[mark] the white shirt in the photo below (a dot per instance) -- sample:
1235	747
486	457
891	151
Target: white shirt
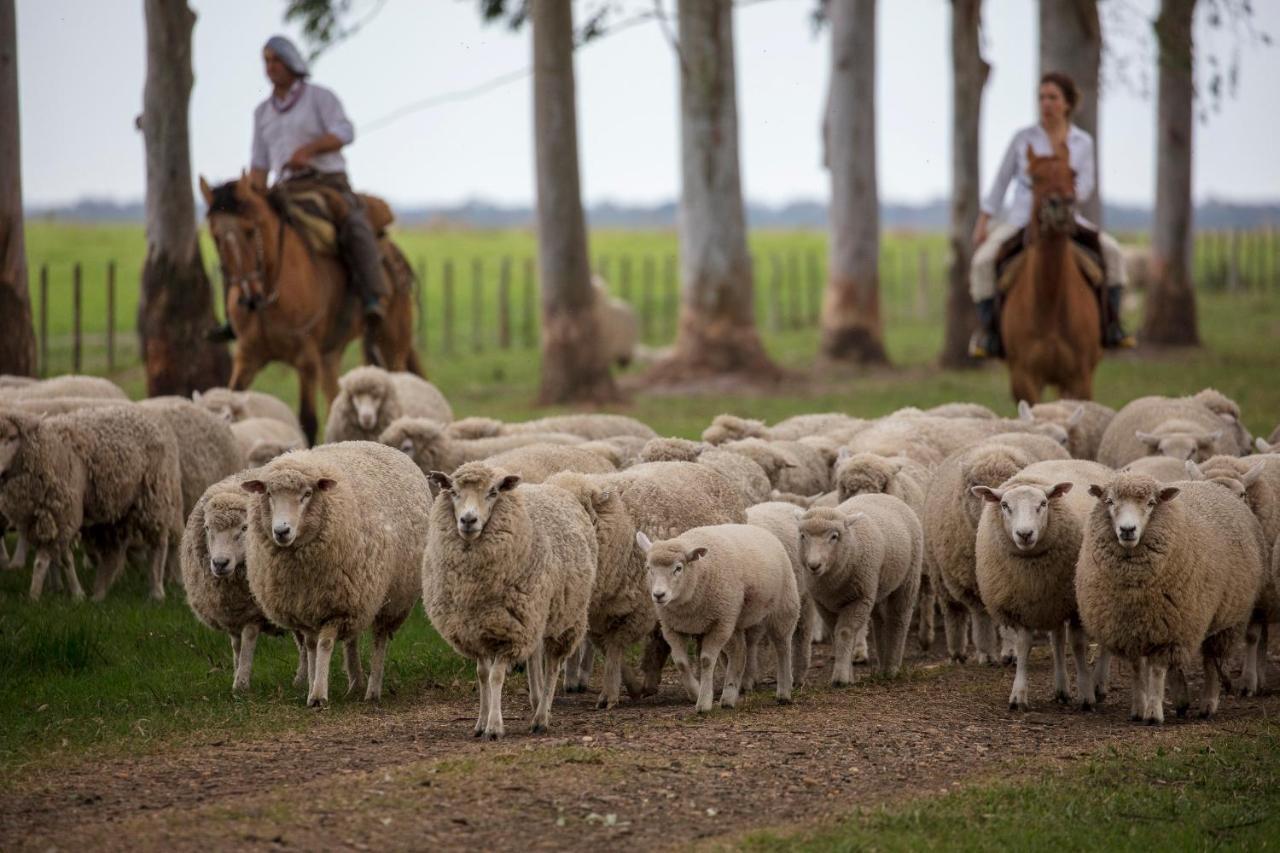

> _Your instructions_:
Turn the records above into a JSON list of strings with one string per line, skipping blank lines. Leave the pictures out of the answer.

> _Right answer_:
[
  "[mark] the white shirt in the photo below (a dot per instance) -- sample:",
  "1235\t747",
  "486\t457",
  "891\t151",
  "Target: white shirt"
]